Passage to read:

# Painting vinyl flooring



## ajb (Mar 17, 2011)

Here's a fun one. I have a designer who wants to use a textured vinyl flooring (not dance floor--the kind of thing you'd put in a kitchen or somesuch) painted metallic silver as a show floor. 

I've tested various combinations of scrubbing the vinyl with acetone or denatured alcohol to try to strip any plasticizer residue and priming with a vinyl dye before topcoating with silver spray enamel. So far the topcoat remains slightly gummy days after application and scuffs if you so much as look at it funny. I have some plastic primer spray on the way to try, wondering if anyone has any other suggestions for process or products? Seems like something in the vinyl is keeping the paint from curing, so I expect a key part of the solution will be in either stripping or sealing the vinyl first.

TIA


----------



## derekleffew (Mar 17, 2011)

See this post: http://www.controlbooth.com/forums/...ity-operations/19470-flooring.html#post177483 .


----------



## mstaylor (Mar 18, 2011)

The finish on vinyl is called mirrabond and it's composition is slightly different company to company. I think the idea is a bad one but if it is going to be done, contact a flooring store and ask what cuts a certain brand. Do not ask a big box store, they won't know.


----------



## Van (Mar 18, 2011)

I do it all the time. Here's some pointers, questions and tips. 
Is it a dance show ? If so finish is going to be interesting as, I'm sure you are aware, Dance has specific traction requirements as well as wear and tear issues. How long is your run? We installed a vinyl flooring product to act as a wood floor for our recent production of "Lt. of Inishmore'. KNow it needed to be cleaned every single night we figured a vinyl would hold up better. The scenic designer and I stripped the floor with ammonia < which pulls up any and all acrylic based sealers> then applied coats of shellac, paint, and finally a wonderful flooring sealer I have found at Staples, of all places , called Safety Satin. After 6 week of massive abuse there was one spot that was starting to get worn. 
If you don't need the texture or image of the vinyl side I suggest turning the flooring upside down and painting the backside. It makes a wonderful pallet ! It takes paint extremely well it has a nice feel under foot, and it absorbs cut's and knicks. A word of caution however, if you use upside down vinyl do not plan on rolling scenery or props across it. The top side of vinyl is denser and resists stretching. the underside is spongeier and tends to 'pile-up' in front of casters which results in folds and tears. < tears as in rips and tears as in little drops of water from the eye>.

Your instructions: Rewrite the part of the thread on painting vinyl flooring between "## mstaylor (Mar" and "questions and tips.", inclusive, putting "home center" in place of "big box store". The lines after this thread aren't needed for anything.

Given information:
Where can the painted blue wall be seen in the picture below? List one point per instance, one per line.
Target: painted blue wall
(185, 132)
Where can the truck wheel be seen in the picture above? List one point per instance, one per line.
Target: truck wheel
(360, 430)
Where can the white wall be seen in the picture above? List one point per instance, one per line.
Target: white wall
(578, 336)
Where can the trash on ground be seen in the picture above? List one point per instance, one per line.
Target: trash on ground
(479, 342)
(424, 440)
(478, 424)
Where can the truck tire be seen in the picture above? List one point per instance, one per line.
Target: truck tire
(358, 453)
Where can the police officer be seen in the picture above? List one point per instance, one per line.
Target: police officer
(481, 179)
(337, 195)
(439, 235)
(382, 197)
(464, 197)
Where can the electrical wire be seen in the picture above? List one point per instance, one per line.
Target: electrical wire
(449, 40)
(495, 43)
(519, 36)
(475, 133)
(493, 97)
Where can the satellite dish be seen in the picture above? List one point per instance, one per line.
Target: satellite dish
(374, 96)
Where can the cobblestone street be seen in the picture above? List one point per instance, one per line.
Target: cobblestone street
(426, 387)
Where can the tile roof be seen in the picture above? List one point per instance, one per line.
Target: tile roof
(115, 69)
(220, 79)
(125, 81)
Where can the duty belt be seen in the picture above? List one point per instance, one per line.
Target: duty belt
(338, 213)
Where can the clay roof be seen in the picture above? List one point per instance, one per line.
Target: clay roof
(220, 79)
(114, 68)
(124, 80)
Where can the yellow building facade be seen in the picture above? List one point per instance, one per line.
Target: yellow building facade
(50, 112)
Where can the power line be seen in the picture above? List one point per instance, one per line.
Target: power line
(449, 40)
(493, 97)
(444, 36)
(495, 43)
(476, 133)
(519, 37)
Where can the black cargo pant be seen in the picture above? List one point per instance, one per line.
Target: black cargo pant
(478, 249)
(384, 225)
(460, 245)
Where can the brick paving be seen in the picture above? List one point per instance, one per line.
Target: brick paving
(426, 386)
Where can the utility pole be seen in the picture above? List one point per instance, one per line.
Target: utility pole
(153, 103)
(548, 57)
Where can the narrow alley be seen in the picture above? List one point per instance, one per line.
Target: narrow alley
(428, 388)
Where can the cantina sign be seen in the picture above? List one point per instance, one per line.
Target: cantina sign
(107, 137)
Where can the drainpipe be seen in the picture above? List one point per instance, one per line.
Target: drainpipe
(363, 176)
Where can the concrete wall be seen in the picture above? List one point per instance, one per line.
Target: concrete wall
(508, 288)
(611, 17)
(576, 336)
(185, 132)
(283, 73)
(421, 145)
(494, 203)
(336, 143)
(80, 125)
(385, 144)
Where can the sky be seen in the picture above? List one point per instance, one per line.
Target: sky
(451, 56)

Written reply:
## mstaylor (Mar 18, 2011)

The finish on vinyl is called mirrabond and it's composition is slightly different company to company. I think the idea is a bad one but if it is going to be done, contact a flooring store and ask what cuts a certain brand. Do not ask a home center, they won't know.


----------



## Van (Mar 18, 2011)

I do it all the time. Here's some pointers, questions and tips.